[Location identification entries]
━━━━━━━━━━

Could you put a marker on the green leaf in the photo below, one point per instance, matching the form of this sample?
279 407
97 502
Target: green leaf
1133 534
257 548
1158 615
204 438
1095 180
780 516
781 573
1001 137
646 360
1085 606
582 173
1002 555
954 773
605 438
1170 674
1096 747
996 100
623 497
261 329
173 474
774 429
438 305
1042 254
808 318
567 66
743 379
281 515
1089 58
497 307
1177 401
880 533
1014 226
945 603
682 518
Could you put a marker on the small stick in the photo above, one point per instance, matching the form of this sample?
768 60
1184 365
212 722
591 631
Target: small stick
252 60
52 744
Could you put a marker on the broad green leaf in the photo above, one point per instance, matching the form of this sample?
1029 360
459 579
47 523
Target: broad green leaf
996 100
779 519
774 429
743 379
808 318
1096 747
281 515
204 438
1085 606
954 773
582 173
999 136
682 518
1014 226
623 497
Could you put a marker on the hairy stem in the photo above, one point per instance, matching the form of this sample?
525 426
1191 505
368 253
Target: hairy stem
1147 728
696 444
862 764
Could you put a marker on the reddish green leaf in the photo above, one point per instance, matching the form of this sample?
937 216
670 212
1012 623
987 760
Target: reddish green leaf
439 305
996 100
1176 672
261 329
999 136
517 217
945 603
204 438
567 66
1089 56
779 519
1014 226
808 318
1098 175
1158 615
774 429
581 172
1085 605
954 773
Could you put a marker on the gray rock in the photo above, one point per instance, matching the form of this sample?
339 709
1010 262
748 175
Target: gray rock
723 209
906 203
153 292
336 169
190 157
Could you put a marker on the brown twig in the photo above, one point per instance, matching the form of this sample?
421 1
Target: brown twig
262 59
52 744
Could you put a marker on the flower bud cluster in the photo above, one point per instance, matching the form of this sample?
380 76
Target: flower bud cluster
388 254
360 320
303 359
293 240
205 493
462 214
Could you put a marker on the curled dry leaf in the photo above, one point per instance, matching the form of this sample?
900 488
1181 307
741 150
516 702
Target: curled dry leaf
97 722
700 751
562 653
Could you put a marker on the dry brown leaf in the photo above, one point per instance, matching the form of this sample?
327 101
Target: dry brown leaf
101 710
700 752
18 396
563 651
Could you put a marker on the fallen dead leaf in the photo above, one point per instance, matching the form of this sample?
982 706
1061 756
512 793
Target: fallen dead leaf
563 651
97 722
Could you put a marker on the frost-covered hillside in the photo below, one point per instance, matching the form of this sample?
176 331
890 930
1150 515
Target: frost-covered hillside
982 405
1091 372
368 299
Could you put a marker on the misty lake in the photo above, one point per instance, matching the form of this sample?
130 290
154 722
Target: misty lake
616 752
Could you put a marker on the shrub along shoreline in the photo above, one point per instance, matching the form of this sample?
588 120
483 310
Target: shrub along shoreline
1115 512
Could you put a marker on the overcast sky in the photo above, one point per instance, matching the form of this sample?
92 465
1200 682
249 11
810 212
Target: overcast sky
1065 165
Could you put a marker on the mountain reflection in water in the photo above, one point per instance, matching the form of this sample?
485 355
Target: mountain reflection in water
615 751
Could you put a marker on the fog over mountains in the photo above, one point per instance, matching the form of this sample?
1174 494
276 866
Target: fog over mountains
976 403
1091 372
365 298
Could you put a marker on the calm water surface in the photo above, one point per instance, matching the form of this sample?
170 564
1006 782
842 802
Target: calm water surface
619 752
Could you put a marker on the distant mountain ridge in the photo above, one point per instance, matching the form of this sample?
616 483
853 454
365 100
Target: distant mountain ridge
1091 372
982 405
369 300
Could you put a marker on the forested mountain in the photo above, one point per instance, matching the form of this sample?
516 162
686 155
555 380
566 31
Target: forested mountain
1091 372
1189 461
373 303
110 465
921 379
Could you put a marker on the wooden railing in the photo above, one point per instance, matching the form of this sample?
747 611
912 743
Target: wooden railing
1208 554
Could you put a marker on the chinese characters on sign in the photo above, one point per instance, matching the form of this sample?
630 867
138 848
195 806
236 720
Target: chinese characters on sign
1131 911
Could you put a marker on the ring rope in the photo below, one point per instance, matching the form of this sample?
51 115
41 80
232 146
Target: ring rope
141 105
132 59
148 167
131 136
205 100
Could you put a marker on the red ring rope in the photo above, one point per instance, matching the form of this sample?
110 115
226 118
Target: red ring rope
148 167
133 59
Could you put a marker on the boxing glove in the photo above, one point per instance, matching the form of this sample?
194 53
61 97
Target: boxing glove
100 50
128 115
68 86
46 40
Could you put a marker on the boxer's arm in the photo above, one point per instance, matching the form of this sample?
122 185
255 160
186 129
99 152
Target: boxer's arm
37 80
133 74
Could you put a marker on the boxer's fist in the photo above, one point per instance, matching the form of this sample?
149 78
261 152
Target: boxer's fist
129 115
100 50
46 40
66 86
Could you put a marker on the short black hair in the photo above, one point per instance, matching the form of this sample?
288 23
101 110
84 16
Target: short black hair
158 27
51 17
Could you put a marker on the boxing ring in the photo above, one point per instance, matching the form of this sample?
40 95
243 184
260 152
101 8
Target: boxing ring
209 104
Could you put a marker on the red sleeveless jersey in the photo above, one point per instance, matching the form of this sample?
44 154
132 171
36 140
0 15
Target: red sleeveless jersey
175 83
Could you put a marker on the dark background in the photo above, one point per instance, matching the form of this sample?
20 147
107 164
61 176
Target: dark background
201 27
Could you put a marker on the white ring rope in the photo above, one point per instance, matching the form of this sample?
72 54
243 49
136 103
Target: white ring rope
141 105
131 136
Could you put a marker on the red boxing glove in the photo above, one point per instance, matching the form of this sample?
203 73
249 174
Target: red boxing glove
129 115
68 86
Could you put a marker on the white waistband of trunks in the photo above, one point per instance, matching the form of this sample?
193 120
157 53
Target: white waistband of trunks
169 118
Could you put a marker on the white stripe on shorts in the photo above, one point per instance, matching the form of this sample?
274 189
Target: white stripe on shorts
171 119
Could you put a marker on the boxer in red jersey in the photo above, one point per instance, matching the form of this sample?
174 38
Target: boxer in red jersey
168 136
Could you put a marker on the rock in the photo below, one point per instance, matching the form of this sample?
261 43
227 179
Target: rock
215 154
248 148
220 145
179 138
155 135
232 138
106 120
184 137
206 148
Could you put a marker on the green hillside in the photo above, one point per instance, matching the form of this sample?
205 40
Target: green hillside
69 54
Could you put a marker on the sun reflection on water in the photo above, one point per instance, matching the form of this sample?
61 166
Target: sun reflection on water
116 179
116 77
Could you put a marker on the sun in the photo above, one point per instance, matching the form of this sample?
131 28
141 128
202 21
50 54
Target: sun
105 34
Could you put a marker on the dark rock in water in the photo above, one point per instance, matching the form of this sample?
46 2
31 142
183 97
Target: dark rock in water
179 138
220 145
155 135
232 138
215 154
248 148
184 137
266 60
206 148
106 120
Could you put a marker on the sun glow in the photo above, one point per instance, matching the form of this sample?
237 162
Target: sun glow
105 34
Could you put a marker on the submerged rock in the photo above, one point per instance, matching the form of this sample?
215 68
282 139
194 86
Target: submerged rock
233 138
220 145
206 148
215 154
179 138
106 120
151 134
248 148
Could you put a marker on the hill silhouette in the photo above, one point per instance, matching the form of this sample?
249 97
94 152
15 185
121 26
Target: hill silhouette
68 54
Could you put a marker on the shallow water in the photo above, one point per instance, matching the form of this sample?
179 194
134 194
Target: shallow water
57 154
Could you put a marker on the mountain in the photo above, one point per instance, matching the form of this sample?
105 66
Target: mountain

━━━━━━━━━━

• [Instructions to follow]: Write all of the records out again exactly.

• [The completed task]:
Could you put a marker on the green leaf in the photo below, one point per instance, matching the form of this sample?
279 407
97 502
Target: green leaf
1133 534
257 548
1158 615
204 438
1095 180
780 516
781 573
1001 137
646 360
1085 606
582 173
1002 555
954 773
605 438
1170 674
1096 747
996 100
623 497
261 329
173 474
774 429
438 305
1042 254
808 318
567 66
743 379
281 515
1089 58
497 307
1177 401
880 533
1014 226
945 603
682 518
Could you put a marker on the small stick in the photo above, one point per instance, matching the form of this sample?
768 60
1184 365
212 722
591 631
Target: small stick
252 60
52 744
Could you put a marker on the broad green leaf in the photo above, one point per instance, matching the form of this sample?
1029 360
459 579
47 523
Target: broad green leaf
996 100
779 519
774 429
743 379
808 318
1096 747
281 515
204 438
1085 606
954 773
582 173
999 136
682 518
1014 226
623 497
Could you put a marker on the hairy stem in the photo above, one point per instance, matching the form of this sample?
525 426
1191 505
368 253
Target: hairy stem
1147 728
696 444
862 764
Could you put a marker on the reddish green leaf in the photo above, one point per instance, matching the form of this sample?
937 216
670 212
1012 623
987 760
Target: reddish green leaf
439 305
996 100
1176 672
261 329
999 136
517 217
945 603
204 438
567 66
1089 56
779 519
1014 226
808 318
1098 175
1158 615
774 429
581 172
1085 605
954 773
Could you put a marker on the gray rock in the photo above, one point per instance, matching the form of this sample?
339 709
1010 262
748 175
Target: gray rock
723 209
906 203
153 292
336 169
190 157
Could you put a marker on the brown twig in the photo above, one point per instance, matching the form of this sample?
421 1
Target: brown twig
262 59
52 744
Could you put a marker on the flower bud cluster in the photo above, one point per instance, matching the form of this sample?
380 76
Target: flower bud cluster
388 254
360 320
303 359
293 240
205 493
462 214
Could you put a marker on the curled dry leaf in the photo above, one point per instance, matching the form of this sample?
900 488
1181 307
741 150
516 702
Target: curled dry leaf
97 722
700 751
562 653
Could you put a marker on the dry brown leaf in the photo above, one point per instance, matching the form of this sample?
327 101
Target: dry brown leaf
101 710
700 752
18 396
563 651
Could you put a marker on the fallen dead leaf in the photo above, one point per instance, matching the form of this sample?
982 706
1061 756
512 793
Target: fallen dead leaf
563 651
97 722
Could you put a marker on the frost-covered hillside in the photo below, one point per instance, matching the form of this sample?
176 331
890 930
1150 515
Target: frost-covered hillside
982 405
1091 372
368 299
Could you put a marker on the misty lake in the photo above, one point per instance, matching the form of this sample?
130 290
154 722
Target: misty lake
616 752
Could you put a marker on the shrub along shoreline in the photo above, one point per instance, matching the form of this sample?
588 120
483 310
Target: shrub along shoreline
1115 512
Could you put a marker on the overcast sky in the photo above, one point per instance, matching the form of this sample?
92 465
1200 682
249 11
810 212
Target: overcast sky
1065 165
Could you put a marker on the mountain reflection in water in the photo above, one point per instance, matching the form of this sample?
485 355
Target: mountain reflection in water
615 751
Could you put a marker on the fog over mountains in the photo above, one point per instance, matching the form of this sample?
1174 494
276 866
Target: fog over mountains
976 403
1091 372
365 298
Could you put a marker on the calm water surface in the photo above, one point per instance, matching the form of this sample?
170 564
1006 782
842 802
Target: calm water surface
619 752
Could you put a marker on the distant mountain ridge in the photo above, one point per instance, matching the form of this sample?
616 483
853 454
365 100
Target: distant mountain ridge
1091 372
982 405
369 300
Could you put a marker on the forested mountain in the photo above, one point per instance, matching the form of this sample?
516 162
686 155
555 380
566 31
Target: forested mountain
1091 372
1189 461
373 303
110 465
921 379
Could you put a marker on the wooden railing in the photo above, one point per instance, matching the form of this sample?
747 611
912 743
Target: wooden railing
1208 554
Could you put a marker on the chinese characters on sign in the photo above, one point per instance, matching the form of this sample?
630 867
138 848
195 806
236 720
Target: chinese characters on sign
1131 911
Could you put a marker on the ring rope in the photo below, one point per instance, matching the form of this sample?
51 115
41 80
232 146
Target: ring rope
141 105
132 59
148 167
131 136
205 100
Could you put a marker on the red ring rope in the photo above, one point per instance, matching the form of this sample?
110 115
226 118
Target: red ring rope
148 167
133 59
Could you put a marker on the boxing glove in the photo above, one point per instance, matching the form of this sample?
194 53
61 97
Target: boxing glove
100 50
128 115
68 86
46 40
Could you put a marker on the boxer's arm in the photo above, one point per instance, matching the form of this sample?
122 185
255 160
186 129
99 152
Target: boxer's arm
37 80
133 74
Could you put a marker on the boxer's fist in the photo above, one point per instance, matching the form of this sample?
149 78
261 152
Target: boxer's fist
129 115
100 50
46 40
66 86
Could you put a marker on the short black hair in the photo above, one point per instance, matching the form of this sample?
288 23
101 110
84 16
Target: short black hair
158 27
51 17
Could you put a marker on the boxing ring in the photo above, one point per instance, matching the form of this sample?
40 95
243 184
260 152
101 8
Target: boxing ring
209 104
Could you put a marker on the red sleeveless jersey in the photo above, one point per instance, matching the form of this sample?
44 154
132 171
36 140
0 15
Target: red sleeveless jersey
175 83
Could you put a marker on the dark background in the photo above, one point per instance, matching the form of this sample?
20 147
107 164
61 176
Target: dark background
201 27
Could you put a marker on the white ring rope in the photo above, one point per instance, matching the form of this sample?
72 54
243 49
136 103
Target: white ring rope
141 105
131 136
Could you put a marker on the red boxing glove in the photo above, one point per instance, matching the form of this sample?
203 73
249 174
Target: red boxing glove
129 115
68 86
Could you put a marker on the white waistband of trunks in the photo above, one point per instance, matching the form of this sample?
193 120
157 53
Target: white waistband of trunks
169 118
Could you put a marker on the white stripe on shorts in the photo above, one point per instance, matching the form of this sample?
274 189
Target: white stripe on shorts
171 119
Could you put a marker on the boxer in red jersey in the photo above, one point per instance, matching the form of this sample?
174 38
Target: boxer in red jersey
168 136
Could you put a marker on the rock in the photo below, one point per instance, matching the form of this sample?
261 43
227 179
Target: rock
215 154
248 148
220 145
179 138
155 135
232 138
106 120
184 137
206 148
Could you put a marker on the green hillside in the photo above, one point per instance, matching the form of this sample?
205 40
Target: green hillside
69 54
Could you put a marker on the sun reflection on water in the photo above, one point per instance, matching the form of this sample?
61 166
Target: sun reflection on water
116 179
116 77
Could you put a marker on the sun in the photo above, one point per instance, matching the form of this sample?
131 28
141 128
202 21
50 54
Target: sun
105 34
Could you put a marker on the dark rock in water in the photo above, one point per instance, matching the form of this sample?
46 2
31 142
183 97
Target: dark rock in water
179 138
220 145
155 135
232 138
215 154
248 148
184 137
266 60
206 148
106 120
Could you put a marker on the sun glow in the photo above, one point per instance, matching the form of this sample?
237 162
Target: sun glow
105 34
Could you put a marker on the submerged rock in the photo above, one point per instance, matching the form of this sample?
215 68
282 139
194 86
Target: submerged rock
233 138
220 145
206 148
215 154
179 138
106 120
151 134
248 148
Could you put a marker on the hill silhouette in the photo above, one point per instance, matching the form of this sample?
249 97
94 152
15 185
121 26
Target: hill silhouette
68 54
Could you put a marker on the shallow water in the photo above, one point per instance, matching the form of this sample?
179 194
134 194
Target: shallow water
57 154
Could you put a marker on the mountain in the photo above, one point per instance, matching the form of this sample?
105 66
Target: mountain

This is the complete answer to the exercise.